#### [PROVIDED RECORDS]
--------------------------------

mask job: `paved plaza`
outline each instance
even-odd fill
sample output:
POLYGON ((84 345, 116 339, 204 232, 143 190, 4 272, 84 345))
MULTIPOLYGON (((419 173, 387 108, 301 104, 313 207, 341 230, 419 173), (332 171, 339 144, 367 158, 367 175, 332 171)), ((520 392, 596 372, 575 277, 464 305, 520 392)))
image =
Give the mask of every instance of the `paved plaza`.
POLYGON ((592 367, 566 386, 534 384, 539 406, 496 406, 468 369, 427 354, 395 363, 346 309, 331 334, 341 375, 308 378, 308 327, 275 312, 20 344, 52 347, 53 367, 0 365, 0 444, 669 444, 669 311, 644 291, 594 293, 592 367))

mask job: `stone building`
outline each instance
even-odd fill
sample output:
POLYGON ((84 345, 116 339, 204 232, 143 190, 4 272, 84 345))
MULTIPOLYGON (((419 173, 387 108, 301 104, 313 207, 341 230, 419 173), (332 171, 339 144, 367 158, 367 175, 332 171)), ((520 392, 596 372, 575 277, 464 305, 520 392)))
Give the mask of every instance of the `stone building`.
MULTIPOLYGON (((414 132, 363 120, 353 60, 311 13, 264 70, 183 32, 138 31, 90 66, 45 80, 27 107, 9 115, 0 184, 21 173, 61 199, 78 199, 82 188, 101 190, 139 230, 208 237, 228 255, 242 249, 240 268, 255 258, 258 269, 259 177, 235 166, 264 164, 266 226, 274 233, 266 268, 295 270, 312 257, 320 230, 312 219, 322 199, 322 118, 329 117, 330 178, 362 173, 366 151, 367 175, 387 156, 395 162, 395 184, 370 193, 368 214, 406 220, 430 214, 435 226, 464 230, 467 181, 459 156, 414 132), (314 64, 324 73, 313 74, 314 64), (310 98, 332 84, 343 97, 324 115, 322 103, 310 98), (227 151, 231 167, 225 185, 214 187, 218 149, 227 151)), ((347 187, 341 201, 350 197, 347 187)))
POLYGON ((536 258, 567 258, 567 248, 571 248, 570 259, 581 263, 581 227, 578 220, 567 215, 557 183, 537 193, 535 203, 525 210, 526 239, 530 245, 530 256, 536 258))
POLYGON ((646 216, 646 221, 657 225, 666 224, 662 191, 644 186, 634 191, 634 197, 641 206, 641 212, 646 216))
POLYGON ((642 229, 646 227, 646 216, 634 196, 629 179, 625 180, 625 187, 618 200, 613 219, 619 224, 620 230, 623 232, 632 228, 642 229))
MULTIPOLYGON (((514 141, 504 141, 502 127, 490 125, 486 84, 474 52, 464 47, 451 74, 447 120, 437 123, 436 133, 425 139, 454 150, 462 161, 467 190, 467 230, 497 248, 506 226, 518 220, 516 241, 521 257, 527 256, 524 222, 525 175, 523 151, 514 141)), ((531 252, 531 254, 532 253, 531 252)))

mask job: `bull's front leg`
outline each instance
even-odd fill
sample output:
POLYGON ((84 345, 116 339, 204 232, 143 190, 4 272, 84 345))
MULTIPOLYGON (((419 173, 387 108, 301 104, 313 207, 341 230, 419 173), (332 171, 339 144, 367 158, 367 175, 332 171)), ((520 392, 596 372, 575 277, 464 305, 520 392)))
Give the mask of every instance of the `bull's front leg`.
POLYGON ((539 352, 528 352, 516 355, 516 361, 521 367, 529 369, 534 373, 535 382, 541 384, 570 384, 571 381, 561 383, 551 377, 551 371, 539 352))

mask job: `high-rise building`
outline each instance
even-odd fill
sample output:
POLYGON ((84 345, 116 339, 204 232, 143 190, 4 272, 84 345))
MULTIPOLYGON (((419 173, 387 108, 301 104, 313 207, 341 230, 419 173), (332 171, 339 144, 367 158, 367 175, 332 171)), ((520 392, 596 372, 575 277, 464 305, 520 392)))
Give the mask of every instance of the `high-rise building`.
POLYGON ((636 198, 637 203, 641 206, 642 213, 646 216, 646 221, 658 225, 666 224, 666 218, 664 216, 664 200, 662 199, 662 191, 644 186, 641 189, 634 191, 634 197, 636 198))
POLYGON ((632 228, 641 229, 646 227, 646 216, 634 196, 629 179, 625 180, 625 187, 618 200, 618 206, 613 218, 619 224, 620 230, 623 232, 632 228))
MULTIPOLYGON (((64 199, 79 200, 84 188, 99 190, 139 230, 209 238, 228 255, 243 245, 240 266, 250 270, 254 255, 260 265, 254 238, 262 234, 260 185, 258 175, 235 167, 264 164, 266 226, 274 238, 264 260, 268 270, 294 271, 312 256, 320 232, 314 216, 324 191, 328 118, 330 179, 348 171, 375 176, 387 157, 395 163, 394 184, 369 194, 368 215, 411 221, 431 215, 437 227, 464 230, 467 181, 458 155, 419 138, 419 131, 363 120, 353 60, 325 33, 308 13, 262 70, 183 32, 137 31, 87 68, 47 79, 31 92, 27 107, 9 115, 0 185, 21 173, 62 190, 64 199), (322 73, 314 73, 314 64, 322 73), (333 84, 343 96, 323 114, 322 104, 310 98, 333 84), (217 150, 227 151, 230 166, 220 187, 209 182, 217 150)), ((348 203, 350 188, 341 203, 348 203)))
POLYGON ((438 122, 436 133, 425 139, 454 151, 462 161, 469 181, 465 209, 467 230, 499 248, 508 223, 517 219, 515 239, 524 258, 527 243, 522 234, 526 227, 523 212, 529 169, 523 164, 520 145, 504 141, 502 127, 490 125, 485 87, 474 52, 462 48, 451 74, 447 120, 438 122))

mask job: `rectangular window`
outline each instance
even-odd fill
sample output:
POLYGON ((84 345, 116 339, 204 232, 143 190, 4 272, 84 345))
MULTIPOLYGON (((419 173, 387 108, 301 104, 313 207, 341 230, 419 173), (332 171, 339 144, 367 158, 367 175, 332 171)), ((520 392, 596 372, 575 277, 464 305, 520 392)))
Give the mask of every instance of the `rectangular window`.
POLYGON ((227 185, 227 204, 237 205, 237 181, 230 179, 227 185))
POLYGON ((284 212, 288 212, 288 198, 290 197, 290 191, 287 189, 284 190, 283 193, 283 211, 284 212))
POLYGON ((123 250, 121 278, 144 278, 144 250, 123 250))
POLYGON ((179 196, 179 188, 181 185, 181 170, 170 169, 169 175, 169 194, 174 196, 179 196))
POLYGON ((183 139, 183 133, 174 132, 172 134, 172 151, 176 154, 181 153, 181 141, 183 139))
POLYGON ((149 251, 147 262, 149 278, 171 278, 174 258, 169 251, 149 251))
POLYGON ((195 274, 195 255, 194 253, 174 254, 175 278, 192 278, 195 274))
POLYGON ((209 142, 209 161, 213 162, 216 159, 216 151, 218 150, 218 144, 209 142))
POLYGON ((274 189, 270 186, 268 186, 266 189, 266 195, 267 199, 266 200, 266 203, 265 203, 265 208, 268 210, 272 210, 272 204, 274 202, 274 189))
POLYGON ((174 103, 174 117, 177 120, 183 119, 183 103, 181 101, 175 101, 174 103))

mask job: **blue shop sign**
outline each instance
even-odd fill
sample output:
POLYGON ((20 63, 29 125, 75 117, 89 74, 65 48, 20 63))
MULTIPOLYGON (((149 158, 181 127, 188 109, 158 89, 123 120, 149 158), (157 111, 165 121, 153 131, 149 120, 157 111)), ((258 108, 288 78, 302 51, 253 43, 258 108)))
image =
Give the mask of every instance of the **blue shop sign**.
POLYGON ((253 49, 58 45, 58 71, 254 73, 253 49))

--------------------------------

#### [WRITTEN REQUEST]
Reproduce the material word for word, starting at its very first line and ending after the line that contains "POLYGON ((592 367, 566", with both of those lines included.

#### [SOLVED EXERCISE]
mask job: `paved plaza`
outline each instance
even-odd fill
sample output:
POLYGON ((84 345, 116 339, 204 232, 143 190, 4 272, 84 345))
MULTIPOLYGON (((419 173, 387 108, 301 104, 313 207, 341 230, 419 173), (332 171, 339 144, 367 158, 367 175, 332 171)), ((520 392, 596 372, 575 277, 464 305, 520 392)))
image =
Give the mask of every instance of the `paved plaza`.
POLYGON ((592 367, 566 386, 534 384, 539 406, 496 406, 468 369, 427 354, 395 363, 346 309, 331 334, 341 375, 308 378, 308 327, 275 312, 20 344, 52 347, 53 367, 0 365, 0 444, 669 444, 669 311, 644 291, 594 293, 592 367))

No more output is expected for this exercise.